To be done - Return the records that follow, matching each one exactly.

Entries from a point annotation set -
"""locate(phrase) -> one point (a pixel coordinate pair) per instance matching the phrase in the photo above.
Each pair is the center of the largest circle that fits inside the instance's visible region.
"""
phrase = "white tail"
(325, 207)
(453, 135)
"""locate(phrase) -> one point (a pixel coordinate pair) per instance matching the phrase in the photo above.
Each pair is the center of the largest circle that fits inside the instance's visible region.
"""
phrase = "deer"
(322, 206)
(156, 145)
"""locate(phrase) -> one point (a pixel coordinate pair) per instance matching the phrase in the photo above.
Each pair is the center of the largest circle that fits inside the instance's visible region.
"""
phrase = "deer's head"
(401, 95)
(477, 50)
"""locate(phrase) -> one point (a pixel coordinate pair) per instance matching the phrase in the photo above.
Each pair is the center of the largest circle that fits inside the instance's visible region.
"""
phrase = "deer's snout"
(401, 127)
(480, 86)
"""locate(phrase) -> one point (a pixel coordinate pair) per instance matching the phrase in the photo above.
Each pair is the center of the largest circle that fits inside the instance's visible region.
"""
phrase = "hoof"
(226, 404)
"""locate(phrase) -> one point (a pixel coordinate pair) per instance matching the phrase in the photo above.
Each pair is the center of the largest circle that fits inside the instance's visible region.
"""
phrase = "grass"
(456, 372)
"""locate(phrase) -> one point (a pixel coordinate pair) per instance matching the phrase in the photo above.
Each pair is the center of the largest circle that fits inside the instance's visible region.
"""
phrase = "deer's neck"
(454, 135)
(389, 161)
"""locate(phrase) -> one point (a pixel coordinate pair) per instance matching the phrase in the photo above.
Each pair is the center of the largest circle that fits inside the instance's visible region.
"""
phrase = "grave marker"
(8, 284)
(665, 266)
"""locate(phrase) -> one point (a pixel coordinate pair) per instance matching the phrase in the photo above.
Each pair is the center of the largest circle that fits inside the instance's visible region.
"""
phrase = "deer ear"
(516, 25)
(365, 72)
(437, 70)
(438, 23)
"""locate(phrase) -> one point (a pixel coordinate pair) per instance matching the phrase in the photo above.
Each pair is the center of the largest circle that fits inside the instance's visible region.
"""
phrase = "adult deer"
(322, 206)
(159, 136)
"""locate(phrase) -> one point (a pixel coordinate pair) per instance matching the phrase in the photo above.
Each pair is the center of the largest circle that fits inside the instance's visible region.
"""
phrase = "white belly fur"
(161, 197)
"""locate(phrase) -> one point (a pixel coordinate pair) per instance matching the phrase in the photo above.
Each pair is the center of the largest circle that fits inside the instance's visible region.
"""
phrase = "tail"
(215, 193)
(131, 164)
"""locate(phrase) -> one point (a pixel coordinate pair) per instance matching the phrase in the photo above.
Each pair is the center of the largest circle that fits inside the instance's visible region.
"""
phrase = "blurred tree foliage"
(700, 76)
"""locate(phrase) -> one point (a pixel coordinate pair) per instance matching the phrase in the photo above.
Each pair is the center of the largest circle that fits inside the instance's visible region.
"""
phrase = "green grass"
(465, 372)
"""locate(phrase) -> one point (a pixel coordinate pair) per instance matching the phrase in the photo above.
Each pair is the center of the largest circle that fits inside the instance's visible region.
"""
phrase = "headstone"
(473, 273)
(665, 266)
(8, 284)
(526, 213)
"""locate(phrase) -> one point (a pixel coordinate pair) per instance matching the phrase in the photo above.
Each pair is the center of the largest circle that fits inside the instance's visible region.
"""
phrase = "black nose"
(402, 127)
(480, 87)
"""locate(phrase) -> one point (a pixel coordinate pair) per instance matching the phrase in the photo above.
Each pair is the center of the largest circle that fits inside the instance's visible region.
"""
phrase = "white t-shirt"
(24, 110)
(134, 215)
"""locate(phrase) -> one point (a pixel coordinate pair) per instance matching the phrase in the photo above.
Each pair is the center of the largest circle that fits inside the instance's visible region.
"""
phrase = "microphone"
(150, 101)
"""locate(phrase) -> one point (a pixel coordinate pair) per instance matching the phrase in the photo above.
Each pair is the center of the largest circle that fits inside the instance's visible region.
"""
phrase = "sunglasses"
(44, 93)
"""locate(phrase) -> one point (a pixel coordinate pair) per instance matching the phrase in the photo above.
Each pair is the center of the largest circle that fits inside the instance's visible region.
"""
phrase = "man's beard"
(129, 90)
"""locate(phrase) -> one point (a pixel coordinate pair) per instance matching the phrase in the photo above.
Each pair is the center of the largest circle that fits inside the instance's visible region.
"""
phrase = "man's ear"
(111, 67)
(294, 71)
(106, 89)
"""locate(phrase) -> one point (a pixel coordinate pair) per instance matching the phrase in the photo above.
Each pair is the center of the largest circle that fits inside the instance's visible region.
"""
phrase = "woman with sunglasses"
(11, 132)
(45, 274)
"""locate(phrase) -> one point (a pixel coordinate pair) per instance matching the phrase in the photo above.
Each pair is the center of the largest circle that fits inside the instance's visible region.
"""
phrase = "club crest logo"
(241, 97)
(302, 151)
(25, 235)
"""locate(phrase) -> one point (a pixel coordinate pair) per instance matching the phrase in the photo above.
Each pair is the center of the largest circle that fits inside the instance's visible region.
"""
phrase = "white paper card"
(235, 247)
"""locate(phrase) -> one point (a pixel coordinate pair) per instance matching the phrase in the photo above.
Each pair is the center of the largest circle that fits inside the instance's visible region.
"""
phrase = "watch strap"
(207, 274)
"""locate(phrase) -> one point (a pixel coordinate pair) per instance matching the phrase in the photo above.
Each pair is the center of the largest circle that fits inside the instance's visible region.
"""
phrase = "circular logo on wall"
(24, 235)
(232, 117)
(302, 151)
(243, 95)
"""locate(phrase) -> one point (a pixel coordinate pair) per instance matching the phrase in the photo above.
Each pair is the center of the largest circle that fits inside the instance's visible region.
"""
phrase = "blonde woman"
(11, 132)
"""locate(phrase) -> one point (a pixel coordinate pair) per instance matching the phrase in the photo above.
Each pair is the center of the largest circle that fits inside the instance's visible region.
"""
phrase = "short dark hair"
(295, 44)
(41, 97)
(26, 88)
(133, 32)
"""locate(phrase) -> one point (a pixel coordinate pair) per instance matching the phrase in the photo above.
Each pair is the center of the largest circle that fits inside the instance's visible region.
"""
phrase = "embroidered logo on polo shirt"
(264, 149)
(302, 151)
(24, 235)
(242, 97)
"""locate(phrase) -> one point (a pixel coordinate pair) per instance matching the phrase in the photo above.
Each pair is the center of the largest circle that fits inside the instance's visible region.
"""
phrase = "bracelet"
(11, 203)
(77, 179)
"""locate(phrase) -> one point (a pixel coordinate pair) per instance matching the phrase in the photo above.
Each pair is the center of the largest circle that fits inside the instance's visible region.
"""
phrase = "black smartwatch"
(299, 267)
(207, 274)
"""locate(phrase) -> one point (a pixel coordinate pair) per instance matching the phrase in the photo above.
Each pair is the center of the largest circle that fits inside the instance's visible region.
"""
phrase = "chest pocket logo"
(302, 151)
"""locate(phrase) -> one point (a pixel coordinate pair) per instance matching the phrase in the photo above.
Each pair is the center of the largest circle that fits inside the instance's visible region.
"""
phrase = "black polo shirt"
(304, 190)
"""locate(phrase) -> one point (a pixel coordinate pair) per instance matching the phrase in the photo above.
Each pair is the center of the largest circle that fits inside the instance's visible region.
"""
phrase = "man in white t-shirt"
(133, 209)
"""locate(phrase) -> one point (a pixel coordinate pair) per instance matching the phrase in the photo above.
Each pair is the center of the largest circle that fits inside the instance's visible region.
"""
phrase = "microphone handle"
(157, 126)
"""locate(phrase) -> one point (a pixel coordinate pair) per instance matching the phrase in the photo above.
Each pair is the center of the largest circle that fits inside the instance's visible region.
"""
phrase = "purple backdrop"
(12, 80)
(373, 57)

Written solution -
"""locate(phrase) -> one point (a pixel coordinate pair) per instance matching the phrase in the photo above.
Each pair is the center of the largest circle that fits inside the instance's visible region.
"""
phrase = "white tail"
(325, 207)
(453, 135)
"""locate(phrase) -> one point (a pixel coordinate pair) per instance matching the phrase in the photo above.
Each pair is the center of the largest circle that fits inside the instance's visible region.
"""
phrase = "deer"
(322, 206)
(156, 145)
"""locate(phrase) -> one point (a pixel coordinate pair) per instance matching the phrase in the photo above.
Each pair is the center of the largest circle that fits inside the instance's visible region.
"""
phrase = "deer's head"
(401, 95)
(477, 50)
"""locate(phrase) -> one point (a pixel coordinate pair) per instance matching the phrase in the photo above.
Each pair is the center of the largest circle that fits inside the instance's visible region.
"""
phrase = "deer's snout"
(401, 127)
(480, 86)
"""locate(phrase) -> one point (a pixel coordinate pair) per instance matching the phrase in the photo above.
Each pair is the center of the largest circle that fits inside the instance's visible region.
"""
phrase = "hoof"
(226, 404)
"""locate(phrase) -> one point (a pixel coordinate pair) per instance matching the phrase in the photo above.
Each pair is the center of the largest circle that fits inside the instance's visible region.
"""
phrase = "grass"
(456, 372)
"""locate(phrase) -> one point (a pixel coordinate pair) per instance matching the phrase in the photo above.
Each pair is the center of the largest circle that fits inside the instance's visible region.
"""
phrase = "deer's neck"
(454, 135)
(389, 161)
"""locate(phrase) -> one point (a pixel coordinate pair) per instance matching the phrase in the photo above.
Each pair is the center of the largest circle that fits inside the instance's visible region.
"""
phrase = "grave marker"
(8, 284)
(665, 266)
"""locate(phrase) -> one point (a pixel coordinate pair) per instance matching the phrase in the photo above.
Each pair is the center of the largest circle that fits inside the instance's visible region.
"""
phrase = "deer ear"
(516, 25)
(365, 72)
(437, 70)
(438, 23)
"""locate(phrase) -> one point (a pixel coordinate pair) per instance matching the phrase in the photo above.
Each pair is the center of the largest circle that fits inside the instance's visible region.
"""
phrase = "adult deer"
(322, 206)
(159, 136)
"""locate(phrase) -> one point (a pixel coordinate pair) per instance matching the phrase in the photo above.
Each pair is the center of the largest circle that fits inside the instance's visible region.
"""
phrase = "white belly fur"
(161, 197)
"""locate(phrase) -> one point (a pixel coordinate pair) per instance matching the phrase in the photo above.
Each pair is the center of the largest circle that fits inside the instance's visible region.
"""
phrase = "tail"
(215, 193)
(131, 164)
"""locate(phrase) -> one point (a pixel coordinate pair) per instance matching the phrase in the photo above.
Each pair is the center of the largest circle that fits inside the instance's visible region.
"""
phrase = "blurred tree foliage"
(700, 76)
"""locate(phrase) -> one point (a pixel coordinate pair) per instance matching the phrase in the photo above.
Each pair is the center of the largest circle that fits inside the instance's visible region.
"""
phrase = "green grass"
(465, 372)
"""locate(phrase) -> one point (a pixel coordinate pair) per instance matching the phrase in the photo above.
Each pair is the center of the largest circle that fits inside the instance's visible region.
"""
phrase = "headstone"
(473, 273)
(665, 266)
(8, 284)
(526, 213)
"""locate(phrase) -> one point (a pixel coordinate pair) per instance matching the phrase in the photo above.
Each pair is the center of the largest circle that fits inside the instance's visible region.
"""
phrase = "black nose"
(402, 127)
(480, 87)
"""locate(phrase) -> one point (a pixel coordinate pair) per instance matching the phrase in the photo above.
Each pair is the center of the largest circle that fits inside the instance's visible region.
"""
phrase = "white t-shirt"
(24, 110)
(134, 215)
"""locate(phrase) -> one point (a pixel coordinate pair) per instance matching the phrase in the photo above.
Each pair is the center of the largest circle that fits inside the instance's visible region.
"""
phrase = "microphone"
(150, 101)
"""locate(phrase) -> one point (a pixel coordinate pair) per instance matching the phrase in the photo above.
Each pair is the center of the largest circle that fits inside the instance's visible region.
"""
phrase = "sunglasses"
(44, 93)
"""locate(phrase) -> one point (a pixel coordinate pair) per instance matching the phrase in the photo above.
Each pair is the center of the largest circle that fits inside the instance's visible region.
"""
phrase = "man's beard"
(129, 90)
"""locate(phrase) -> one point (a pixel coordinate pair) per instance matching the phrase in the photo above.
Each pair is the center of the largest circle that fits inside the instance's visible region.
"""
phrase = "man's ear"
(111, 67)
(294, 71)
(106, 89)
"""locate(phrase) -> one point (a pixel coordinate pair) per instance matching the phrase in the photo above.
Each pair is the center of the largest circle that fits inside the instance's visible region.
"""
phrase = "woman with sunglasses"
(11, 132)
(45, 274)
"""locate(phrase) -> one point (a pixel coordinate pair) per instance matching the phrase in the photo above.
Each pair is the center of the largest circle that fits inside the instance's visible region.
"""
phrase = "club crest logo"
(241, 97)
(302, 151)
(25, 235)
"""locate(phrase) -> one point (a pixel coordinate pair) per instance matching the phrase in the photo above.
Each pair is the center of the largest circle that fits inside the instance's visible region.
"""
phrase = "white paper card"
(235, 247)
"""locate(phrase) -> one point (a pixel coordinate pair) per instance matching the phrase in the photo above.
Each pair is the center of the largest circle that fits inside the instance's visible region.
"""
phrase = "watch strap"
(207, 274)
"""locate(phrase) -> one point (a pixel coordinate pair) per instance matching the phrase in the photo above.
Each pair is the center of the largest circle that fits inside the instance's visible region.
"""
phrase = "circular logo on wall"
(24, 235)
(232, 117)
(302, 151)
(243, 95)
"""locate(phrase) -> one point (a pixel coordinate pair) per instance matching the phrase in the photo above.
Each pair is the center of the largest circle that fits inside the instance's visible region.
"""
phrase = "blonde woman"
(11, 132)
"""locate(phrase) -> one point (a pixel coordinate pair) per instance matching the phrase in the photo above.
Each pair is the center of the largest circle that fits inside the instance's visible region.
"""
phrase = "short dark hair"
(295, 44)
(41, 97)
(26, 88)
(133, 32)
"""locate(phrase) -> one point (a pixel coordinate pair) per instance matching the phrase in the photo above.
Each pair is the center of the largest circle that fits inside the instance's visible region.
"""
phrase = "embroidered logo on polo shirt"
(264, 149)
(302, 151)
(24, 235)
(242, 97)
"""locate(phrase) -> one point (a pixel coordinate pair) per instance matching the phrase in the photo above.
Each pair is the center of the largest circle that fits inside the instance's visible region.
"""
phrase = "bracelet"
(11, 203)
(77, 179)
"""locate(phrase) -> one point (a pixel coordinate pair) per instance matching the phrase in the photo above.
Each pair is the center of the largest circle that fits inside the instance's visible region.
"""
phrase = "black smartwatch"
(299, 267)
(207, 274)
"""locate(phrase) -> one point (a pixel coordinate pair) per instance matching the phrase in the photo above.
Each pair is the center of the largest circle that fits inside the instance's visible region.
"""
phrase = "chest pocket logo"
(302, 151)
"""locate(phrase) -> one point (a pixel coordinate pair) per instance matching the phrase in the photo above.
Each pair is the center of the largest circle that fits inside the instance's visible region.
"""
phrase = "black polo shirt"
(304, 190)
"""locate(phrase) -> one point (a pixel coordinate pair) per instance matching the phrase in the photo above.
Each pair is the center of the largest circle that fits inside the instance's visible region.
"""
phrase = "man in white t-shirt"
(133, 209)
"""locate(phrase) -> one point (a pixel coordinate pair) per instance matching the phrase in the photo above.
Each pair is the center of the largest circle that fits inside the instance's visible region.
"""
phrase = "microphone handle"
(157, 126)
"""locate(phrase) -> one point (a pixel coordinate pair) per instance matching the phrase in the photo above.
Each pair is the center of the largest circle that fits inside the instance's visible region.
"""
phrase = "purple backdrop"
(12, 80)
(373, 57)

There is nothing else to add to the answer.